• WHAT IS BEING ASKED
Reproduce, unchanged, the lines from the one containing "Outline every instance of the roof" through the one containing "[[[126,34],[125,34],[125,43],[128,43],[127,39],[126,38]]]", including both of those lines.

• Source data
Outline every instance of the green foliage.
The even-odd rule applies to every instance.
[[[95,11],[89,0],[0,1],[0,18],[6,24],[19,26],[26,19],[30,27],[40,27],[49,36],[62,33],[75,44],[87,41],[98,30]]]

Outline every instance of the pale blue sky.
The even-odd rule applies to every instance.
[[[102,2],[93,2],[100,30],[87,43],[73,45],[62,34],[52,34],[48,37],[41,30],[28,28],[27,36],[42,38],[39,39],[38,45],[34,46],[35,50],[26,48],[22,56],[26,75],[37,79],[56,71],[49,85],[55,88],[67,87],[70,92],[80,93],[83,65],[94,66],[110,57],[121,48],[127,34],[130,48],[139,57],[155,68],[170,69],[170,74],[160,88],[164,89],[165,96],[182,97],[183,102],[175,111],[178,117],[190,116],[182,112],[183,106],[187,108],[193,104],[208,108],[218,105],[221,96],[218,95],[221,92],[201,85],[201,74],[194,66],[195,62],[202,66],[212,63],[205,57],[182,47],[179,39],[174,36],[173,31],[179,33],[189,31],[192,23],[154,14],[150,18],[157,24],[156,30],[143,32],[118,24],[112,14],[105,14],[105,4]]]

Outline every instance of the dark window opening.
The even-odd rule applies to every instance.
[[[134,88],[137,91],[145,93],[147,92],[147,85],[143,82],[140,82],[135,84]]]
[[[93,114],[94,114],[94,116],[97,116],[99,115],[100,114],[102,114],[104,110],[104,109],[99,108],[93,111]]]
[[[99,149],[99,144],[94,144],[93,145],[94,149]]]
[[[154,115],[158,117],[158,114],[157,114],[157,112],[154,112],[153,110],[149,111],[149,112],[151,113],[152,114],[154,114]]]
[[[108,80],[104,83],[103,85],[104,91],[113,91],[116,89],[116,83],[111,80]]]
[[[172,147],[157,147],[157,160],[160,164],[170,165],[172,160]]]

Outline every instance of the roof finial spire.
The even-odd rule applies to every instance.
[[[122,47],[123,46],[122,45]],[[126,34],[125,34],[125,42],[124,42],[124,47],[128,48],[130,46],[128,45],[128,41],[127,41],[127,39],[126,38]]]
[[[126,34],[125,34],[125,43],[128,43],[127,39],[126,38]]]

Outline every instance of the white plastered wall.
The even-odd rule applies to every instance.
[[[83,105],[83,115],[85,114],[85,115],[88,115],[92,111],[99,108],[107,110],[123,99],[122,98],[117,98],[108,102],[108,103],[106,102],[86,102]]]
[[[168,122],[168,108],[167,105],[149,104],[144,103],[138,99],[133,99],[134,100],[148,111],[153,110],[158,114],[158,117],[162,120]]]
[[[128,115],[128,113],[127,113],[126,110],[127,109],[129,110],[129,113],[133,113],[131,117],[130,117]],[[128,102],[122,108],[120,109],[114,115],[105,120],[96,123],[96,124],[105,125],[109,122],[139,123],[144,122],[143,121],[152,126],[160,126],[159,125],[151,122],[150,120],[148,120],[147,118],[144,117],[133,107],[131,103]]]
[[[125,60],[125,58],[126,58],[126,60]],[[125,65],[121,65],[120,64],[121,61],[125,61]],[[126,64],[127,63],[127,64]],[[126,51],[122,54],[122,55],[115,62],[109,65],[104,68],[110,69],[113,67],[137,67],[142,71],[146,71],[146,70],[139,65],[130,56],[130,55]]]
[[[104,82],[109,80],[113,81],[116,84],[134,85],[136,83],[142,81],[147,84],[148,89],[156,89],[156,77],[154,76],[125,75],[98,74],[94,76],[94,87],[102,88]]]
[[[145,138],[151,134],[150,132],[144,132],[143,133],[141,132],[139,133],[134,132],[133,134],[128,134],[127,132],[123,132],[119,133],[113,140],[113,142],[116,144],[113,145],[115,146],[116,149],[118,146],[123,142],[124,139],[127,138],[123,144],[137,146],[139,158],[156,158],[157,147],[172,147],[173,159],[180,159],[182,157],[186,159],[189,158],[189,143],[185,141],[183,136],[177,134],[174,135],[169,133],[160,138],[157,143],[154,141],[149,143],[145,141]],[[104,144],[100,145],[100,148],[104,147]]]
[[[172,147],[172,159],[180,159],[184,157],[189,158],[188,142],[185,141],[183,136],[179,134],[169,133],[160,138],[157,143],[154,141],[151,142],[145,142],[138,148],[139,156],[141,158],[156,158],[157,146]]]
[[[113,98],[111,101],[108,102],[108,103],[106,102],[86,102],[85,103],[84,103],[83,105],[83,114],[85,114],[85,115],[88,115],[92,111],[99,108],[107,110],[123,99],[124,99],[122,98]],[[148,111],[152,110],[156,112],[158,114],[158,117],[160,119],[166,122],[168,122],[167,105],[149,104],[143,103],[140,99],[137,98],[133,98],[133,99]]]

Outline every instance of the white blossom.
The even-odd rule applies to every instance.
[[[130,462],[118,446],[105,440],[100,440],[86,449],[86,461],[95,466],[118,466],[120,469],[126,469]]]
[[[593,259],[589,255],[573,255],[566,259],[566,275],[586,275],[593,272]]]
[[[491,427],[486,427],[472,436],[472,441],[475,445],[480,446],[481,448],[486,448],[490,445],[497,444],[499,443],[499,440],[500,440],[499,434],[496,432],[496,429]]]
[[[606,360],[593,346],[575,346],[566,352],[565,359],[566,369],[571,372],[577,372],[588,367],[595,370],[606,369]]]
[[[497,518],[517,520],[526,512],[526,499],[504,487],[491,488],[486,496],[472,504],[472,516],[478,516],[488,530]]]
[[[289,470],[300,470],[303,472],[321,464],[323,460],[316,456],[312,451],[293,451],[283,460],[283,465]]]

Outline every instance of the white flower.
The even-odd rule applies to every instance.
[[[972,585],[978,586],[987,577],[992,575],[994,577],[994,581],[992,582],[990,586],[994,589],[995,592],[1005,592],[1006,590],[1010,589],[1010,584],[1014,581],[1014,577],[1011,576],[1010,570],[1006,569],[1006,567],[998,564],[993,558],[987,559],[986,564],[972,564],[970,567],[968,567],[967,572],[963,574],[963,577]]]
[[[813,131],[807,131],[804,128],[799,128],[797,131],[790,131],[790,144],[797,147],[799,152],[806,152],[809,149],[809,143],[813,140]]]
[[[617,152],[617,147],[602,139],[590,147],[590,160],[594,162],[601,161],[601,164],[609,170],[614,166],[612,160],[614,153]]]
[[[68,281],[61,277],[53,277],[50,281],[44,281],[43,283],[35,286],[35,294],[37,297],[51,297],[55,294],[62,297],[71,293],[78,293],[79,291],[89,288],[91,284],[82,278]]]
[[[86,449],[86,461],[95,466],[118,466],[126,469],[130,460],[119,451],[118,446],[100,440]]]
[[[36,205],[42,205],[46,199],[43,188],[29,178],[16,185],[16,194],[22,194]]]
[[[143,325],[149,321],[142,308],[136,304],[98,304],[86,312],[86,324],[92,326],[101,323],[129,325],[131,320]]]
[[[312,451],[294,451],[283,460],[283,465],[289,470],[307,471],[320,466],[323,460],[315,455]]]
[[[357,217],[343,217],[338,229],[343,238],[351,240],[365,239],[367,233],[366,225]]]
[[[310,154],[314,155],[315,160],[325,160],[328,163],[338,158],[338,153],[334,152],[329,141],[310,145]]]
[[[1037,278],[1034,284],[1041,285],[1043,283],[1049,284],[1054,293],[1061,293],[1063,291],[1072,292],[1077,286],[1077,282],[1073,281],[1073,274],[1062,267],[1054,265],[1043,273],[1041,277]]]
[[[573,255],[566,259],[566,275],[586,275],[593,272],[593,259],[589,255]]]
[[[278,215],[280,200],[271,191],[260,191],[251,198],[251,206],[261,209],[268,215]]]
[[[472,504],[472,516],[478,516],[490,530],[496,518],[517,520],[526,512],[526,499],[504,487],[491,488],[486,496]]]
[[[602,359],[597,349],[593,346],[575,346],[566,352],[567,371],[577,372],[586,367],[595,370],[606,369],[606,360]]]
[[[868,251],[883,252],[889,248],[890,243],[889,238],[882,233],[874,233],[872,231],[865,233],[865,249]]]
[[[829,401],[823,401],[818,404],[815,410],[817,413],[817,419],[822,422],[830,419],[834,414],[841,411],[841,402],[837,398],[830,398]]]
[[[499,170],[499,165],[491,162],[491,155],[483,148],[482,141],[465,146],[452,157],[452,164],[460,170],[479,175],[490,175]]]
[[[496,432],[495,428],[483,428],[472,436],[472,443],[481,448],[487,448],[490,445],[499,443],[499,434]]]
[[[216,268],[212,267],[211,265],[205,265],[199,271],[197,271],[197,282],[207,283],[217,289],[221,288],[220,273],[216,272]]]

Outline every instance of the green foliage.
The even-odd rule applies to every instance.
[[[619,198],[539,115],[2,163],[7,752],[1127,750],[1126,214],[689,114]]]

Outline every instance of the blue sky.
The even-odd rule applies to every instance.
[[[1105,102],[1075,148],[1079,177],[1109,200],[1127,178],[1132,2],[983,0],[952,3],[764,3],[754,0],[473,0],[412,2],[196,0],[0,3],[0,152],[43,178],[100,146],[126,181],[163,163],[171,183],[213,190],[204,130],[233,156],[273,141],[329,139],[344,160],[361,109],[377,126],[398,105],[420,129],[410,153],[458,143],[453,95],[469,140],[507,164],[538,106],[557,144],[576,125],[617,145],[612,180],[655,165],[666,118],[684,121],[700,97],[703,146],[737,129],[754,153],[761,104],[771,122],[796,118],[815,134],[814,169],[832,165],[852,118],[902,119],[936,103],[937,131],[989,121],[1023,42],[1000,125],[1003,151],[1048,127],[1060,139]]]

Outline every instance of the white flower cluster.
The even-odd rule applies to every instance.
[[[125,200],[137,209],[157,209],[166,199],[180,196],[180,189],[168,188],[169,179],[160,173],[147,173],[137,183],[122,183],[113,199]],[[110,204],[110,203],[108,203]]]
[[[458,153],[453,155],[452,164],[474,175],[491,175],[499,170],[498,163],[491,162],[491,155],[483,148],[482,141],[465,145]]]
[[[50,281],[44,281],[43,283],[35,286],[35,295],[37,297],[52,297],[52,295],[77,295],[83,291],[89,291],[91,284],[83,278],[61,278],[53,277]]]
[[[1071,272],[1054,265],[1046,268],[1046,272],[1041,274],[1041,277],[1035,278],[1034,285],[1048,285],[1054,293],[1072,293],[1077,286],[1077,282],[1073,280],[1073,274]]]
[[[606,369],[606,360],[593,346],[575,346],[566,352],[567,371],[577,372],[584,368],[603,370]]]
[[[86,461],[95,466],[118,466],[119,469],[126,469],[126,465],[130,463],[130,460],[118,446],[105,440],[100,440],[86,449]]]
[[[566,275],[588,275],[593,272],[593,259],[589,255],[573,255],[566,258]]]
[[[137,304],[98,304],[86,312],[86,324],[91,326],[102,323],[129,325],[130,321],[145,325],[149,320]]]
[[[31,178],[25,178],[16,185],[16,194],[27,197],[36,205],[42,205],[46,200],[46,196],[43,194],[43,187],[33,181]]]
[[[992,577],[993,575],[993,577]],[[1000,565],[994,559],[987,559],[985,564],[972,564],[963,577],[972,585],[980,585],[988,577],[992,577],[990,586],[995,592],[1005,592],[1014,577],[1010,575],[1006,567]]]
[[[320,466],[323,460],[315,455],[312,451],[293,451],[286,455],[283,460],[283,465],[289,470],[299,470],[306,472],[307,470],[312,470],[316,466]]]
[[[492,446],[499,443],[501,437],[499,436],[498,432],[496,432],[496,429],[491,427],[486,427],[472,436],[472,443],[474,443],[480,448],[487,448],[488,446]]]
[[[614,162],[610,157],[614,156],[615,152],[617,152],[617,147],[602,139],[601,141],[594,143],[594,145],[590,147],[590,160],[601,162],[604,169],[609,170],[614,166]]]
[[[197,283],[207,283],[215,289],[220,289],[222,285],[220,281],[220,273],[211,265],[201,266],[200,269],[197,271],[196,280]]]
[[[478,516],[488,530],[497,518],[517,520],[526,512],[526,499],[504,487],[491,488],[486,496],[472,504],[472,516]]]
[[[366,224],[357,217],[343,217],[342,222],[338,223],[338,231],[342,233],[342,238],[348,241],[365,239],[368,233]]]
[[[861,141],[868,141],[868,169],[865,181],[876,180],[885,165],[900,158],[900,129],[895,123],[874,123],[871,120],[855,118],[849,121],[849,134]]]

• SOLUTION FOR THIS EXERCISE
Outline every instance of the roof finial spire.
The even-odd rule applies to every instance.
[[[122,47],[123,46],[122,45]],[[126,34],[125,34],[125,42],[124,42],[124,47],[128,48],[130,46],[128,45],[128,41],[127,41],[127,39],[126,38]]]
[[[126,34],[125,34],[125,43],[128,43],[127,39],[126,38]]]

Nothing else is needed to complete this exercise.